TASK OBJECTIVE » Can you write out the whole listing exactly?

DATA PROVIDED »
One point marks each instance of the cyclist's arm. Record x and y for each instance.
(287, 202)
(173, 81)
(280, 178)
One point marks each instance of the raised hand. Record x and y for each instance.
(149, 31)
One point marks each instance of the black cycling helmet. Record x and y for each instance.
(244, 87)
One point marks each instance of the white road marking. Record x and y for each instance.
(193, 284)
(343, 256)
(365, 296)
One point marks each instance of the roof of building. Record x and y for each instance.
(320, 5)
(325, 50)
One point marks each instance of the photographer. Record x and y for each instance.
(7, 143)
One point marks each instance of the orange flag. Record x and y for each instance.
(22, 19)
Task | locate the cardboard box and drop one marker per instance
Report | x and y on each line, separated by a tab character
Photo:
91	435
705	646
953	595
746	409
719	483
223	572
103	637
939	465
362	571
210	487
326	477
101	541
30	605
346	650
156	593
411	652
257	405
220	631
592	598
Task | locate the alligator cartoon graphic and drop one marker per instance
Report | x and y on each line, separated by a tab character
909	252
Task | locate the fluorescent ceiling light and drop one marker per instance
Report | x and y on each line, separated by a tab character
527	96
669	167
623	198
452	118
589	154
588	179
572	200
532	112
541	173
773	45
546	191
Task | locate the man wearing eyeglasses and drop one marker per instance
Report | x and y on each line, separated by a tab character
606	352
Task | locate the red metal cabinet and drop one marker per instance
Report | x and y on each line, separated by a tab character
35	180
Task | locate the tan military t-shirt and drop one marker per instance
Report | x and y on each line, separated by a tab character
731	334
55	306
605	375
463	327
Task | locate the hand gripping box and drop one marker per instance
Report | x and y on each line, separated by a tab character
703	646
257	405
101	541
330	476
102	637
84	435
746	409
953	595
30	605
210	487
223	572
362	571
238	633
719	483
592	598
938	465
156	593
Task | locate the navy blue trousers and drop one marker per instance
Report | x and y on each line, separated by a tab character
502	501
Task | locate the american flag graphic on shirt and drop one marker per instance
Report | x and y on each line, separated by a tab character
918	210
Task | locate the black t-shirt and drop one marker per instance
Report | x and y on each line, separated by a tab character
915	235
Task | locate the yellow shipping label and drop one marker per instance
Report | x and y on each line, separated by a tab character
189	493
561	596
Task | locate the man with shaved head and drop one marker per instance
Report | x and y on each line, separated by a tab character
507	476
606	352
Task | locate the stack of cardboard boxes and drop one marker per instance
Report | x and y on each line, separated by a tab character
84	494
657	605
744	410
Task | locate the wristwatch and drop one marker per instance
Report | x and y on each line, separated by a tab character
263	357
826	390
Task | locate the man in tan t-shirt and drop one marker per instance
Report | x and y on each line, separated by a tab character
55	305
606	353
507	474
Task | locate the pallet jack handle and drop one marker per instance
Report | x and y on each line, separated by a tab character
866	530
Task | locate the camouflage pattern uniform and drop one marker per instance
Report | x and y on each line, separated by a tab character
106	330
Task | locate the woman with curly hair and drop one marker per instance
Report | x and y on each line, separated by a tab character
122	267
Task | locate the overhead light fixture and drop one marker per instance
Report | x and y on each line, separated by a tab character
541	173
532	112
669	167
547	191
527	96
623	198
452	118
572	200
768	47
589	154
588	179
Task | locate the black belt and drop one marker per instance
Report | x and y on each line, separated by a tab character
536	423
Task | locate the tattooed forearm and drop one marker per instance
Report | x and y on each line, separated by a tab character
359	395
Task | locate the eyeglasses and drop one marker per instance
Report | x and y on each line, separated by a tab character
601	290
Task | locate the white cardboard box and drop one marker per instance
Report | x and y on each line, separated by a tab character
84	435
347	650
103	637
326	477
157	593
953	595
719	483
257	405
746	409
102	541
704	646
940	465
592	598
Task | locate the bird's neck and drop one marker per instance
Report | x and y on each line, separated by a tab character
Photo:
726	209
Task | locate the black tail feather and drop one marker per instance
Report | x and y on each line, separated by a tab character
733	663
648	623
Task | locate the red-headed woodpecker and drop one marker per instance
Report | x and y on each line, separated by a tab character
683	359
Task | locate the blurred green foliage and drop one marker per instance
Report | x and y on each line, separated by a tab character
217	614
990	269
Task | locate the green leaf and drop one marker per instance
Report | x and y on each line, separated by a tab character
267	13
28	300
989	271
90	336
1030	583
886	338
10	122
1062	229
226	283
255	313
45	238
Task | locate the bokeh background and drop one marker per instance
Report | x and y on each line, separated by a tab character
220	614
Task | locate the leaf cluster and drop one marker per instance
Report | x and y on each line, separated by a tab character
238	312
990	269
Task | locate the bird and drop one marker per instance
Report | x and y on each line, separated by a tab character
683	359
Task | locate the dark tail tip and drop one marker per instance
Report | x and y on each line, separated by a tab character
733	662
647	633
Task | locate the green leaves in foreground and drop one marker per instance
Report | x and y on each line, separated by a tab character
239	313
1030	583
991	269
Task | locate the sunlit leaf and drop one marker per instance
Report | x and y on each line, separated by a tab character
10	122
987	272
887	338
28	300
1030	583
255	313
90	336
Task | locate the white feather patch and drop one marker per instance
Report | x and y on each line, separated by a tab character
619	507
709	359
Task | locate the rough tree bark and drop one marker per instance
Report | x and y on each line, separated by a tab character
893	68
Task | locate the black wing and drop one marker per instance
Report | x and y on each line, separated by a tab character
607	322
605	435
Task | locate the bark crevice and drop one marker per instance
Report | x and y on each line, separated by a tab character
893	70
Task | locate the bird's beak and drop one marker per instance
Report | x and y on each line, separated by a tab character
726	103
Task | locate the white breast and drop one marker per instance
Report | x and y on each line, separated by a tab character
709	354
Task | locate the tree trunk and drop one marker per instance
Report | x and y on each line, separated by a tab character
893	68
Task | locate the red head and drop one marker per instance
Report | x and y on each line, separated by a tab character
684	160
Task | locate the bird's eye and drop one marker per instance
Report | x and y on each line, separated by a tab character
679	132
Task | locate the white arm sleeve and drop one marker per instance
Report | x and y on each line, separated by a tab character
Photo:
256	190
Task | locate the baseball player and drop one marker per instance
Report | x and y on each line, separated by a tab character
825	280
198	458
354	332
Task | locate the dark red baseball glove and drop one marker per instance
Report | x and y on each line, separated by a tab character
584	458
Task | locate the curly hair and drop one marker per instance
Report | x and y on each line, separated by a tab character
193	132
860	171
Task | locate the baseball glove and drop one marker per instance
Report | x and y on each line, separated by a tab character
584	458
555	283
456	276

FINAL RESULT »
One point marks each instance of the cyclist's arm. Record x and y for each instance.
(287, 202)
(173, 81)
(280, 178)
One point marks each instance of the raised hand. Record x and y for each instance.
(149, 31)
One point marks each instance of the black cycling helmet. Record x and y for each instance.
(244, 87)
One point marks each instance of the white road marking. Record x and y for each instance.
(193, 284)
(343, 256)
(365, 296)
One point marks each instance of the roof of building. Record x and y for each instance.
(320, 5)
(325, 50)
One point marks each instance of the photographer. Record x and y for each instance.
(7, 143)
One point marks each instance of the orange flag. Record x and y for each instance.
(22, 19)
Task | locate the cardboard box and drop one marker per instance
Report | x and y on each line, separated by a tab character
Photo:
91	435
705	646
953	595
746	409
719	483
223	572
103	637
939	465
362	571
210	487
326	477
101	541
30	605
346	650
156	593
411	652
257	405
220	631
592	598
Task | locate the alligator cartoon graphic and drop one marker per instance
Report | x and y on each line, separated by a tab character
909	252
Task | locate the fluorescent ceiling light and drop one marker per instance
Report | x and y on each line, separated by a tab character
527	96
669	167
623	198
452	118
589	154
588	179
572	200
532	112
541	173
773	45
546	191
Task | locate the man wearing eyeglasses and drop one marker per instance
Report | x and y on each line, separated by a tab character
606	352
Task | locate the red metal cabinet and drop one marker per instance
Report | x and y on each line, separated by a tab character
35	180
Task | locate the tan military t-shirt and drop one marker per instance
Report | x and y on each line, separated by a tab character
731	334
55	306
605	375
463	327
Task | locate the hand gripping box and drop one marker per instance
Report | x and y on each line, separated by a tab character
703	646
257	405
101	541
330	476
102	637
84	435
746	409
953	595
30	605
210	487
223	572
362	571
238	633
719	483
592	598
938	465
156	593
Task | locate the navy blue trousers and drop one marker per instance
Report | x and y on each line, separated by a tab character
502	501
Task | locate the american flag graphic on shirt and drop one marker per instance
Report | x and y on each line, separated by a tab character
918	210
Task | locate the black t-shirt and drop one marker per instance
Report | x and y on each line, separated by a tab character
915	235
Task | locate the yellow shipping label and drop one marker per instance
Report | x and y on each line, separated by a tab character
189	493
561	596
Task | locate the man with shaved head and drop one marker per instance
Report | x and y on each line, separated by a tab character
507	476
606	352
Task | locate the stack of cardboard boxes and drop one marker per instance
Report | x and y on each line, separated by a tab character
84	494
657	605
744	410
Task | locate the wristwatch and drop one marker per instance
Report | x and y on each line, separated by a tab character
263	357
826	390
Task | locate the man in tan t-shirt and drop one marker per instance
Report | x and y on each line, separated by a tab character
55	305
606	353
507	474
Task | locate the pallet jack handle and drop one marker per instance
Report | x and y on each line, separated by a tab character
866	530
Task | locate the camouflage pattern uniform and drop one marker per instance
Report | x and y on each line, separated by a tab character
106	330
Task | locate the woman with curly hair and drop one marker per instance
Report | x and y on each line, separated by a tab character
122	267
Task | locate the overhead light fixture and drop one marker per instance
Report | x and y on each line, separated by a tab character
541	173
532	112
669	167
547	191
527	96
623	198
452	118
572	200
768	47
589	154
588	179
Task | locate the black belt and drop one marker per instance
Report | x and y on each line, separated by a tab character
536	423
Task | locate the tattooed forearm and drop one marker per instance
Report | x and y on each line, separated by a tab character
359	395
Task | locate the eyeglasses and drop one marker per instance
Report | x and y on each line, separated by a tab character
601	290
Task | locate the white cardboard box and drop one marker per instance
Report | x and y on each line, separated by a tab character
84	435
347	650
103	637
326	477
157	593
953	595
719	483
257	405
746	409
102	541
704	646
940	465
592	598
Task | locate the bird's neck and drop one marker per instance
Report | x and y on each line, separated by a tab character
Photo:
726	209
Task | locate the black tail feather and drop one marker per instance
Report | x and y on each line, separated by a tab character
733	663
648	623
Task | locate the red-headed woodpecker and drop one marker per instance
Report | x and y on each line, separated by a tab character
683	359
Task | locate the blurred green foliage and drop one marker per instance
Report | x and y on each line, separated by a tab character
217	614
990	269
Task | locate the green leaf and drop one marker per instance
Report | x and y on each line, separated by a tab character
267	13
28	300
989	271
90	336
1030	583
886	338
10	122
1062	229
226	283
255	313
45	238
Task | locate the bokeh background and drop one marker per instance
Report | x and y on each line, separated by a tab character
220	614
Task | locate the leaf cluster and drop one marker per instance
Report | x and y on each line, separated by a tab character
238	312
990	269
Task | locate the bird and drop one marker per instance
Report | x and y on each line, separated by a tab character
683	359
Task | locate the dark tail tip and drop one marker per instance
Report | x and y on each line, separated by a tab character
733	662
647	633
Task | locate the green leaves in foreground and drop one marker per instance
Report | x and y on each line, separated by a tab character
239	313
1030	583
991	269
Task | locate the sunlit leaf and drop one marker per instance
Report | x and y on each line, separated by a tab character
10	122
987	272
887	338
28	300
1030	583
255	313
90	336
Task | locate the white feather patch and drop one marker per instance
Report | x and y on each line, separated by a tab character
619	507
709	359
Task | locate the rough tree bark and drop one marker per instance
Report | x and y on each line, separated by a tab character
893	68
Task | locate the black wing and drop one marker per instance
Report | x and y on each line, separated by a tab character
607	322
605	435
Task | locate the bark crevice and drop one marker per instance
Report | x and y on each line, separated by a tab character
893	70
Task | locate the bird's beak and drop one marker per instance
Report | x and y on each line, separated by a tab character
726	103
Task | locate the white breast and drop one marker per instance
Report | x and y on each line, separated by a tab character
709	354
Task | locate the tree trunk and drop one marker per instance
Report | x and y on each line, separated by a tab character
893	68
Task | locate the red head and drop one marker per instance
Report | x and y on each line, separated by a tab character
684	160
Task | locate the bird's eye and drop one marker per instance
Report | x and y on each line, separated by a tab character
679	132
Task | locate the white arm sleeve and drop one marker per instance
Report | x and y on each line, separated by a tab character
Photo:
256	190
Task | locate the baseball player and drop one marker per instance
Report | x and y on each line, separated by a tab character
825	280
198	458
354	332
Task | locate the dark red baseball glove and drop one marker per instance
Report | x and y on each line, separated by a tab character
584	458
Task | locate the curly hair and drop one marker per instance
Report | x and y on each line, separated by a tab character
193	132
860	171
Task | locate the baseball glove and drop one marker per instance
Report | x and y on each line, separated by a tab character
584	458
555	283
456	276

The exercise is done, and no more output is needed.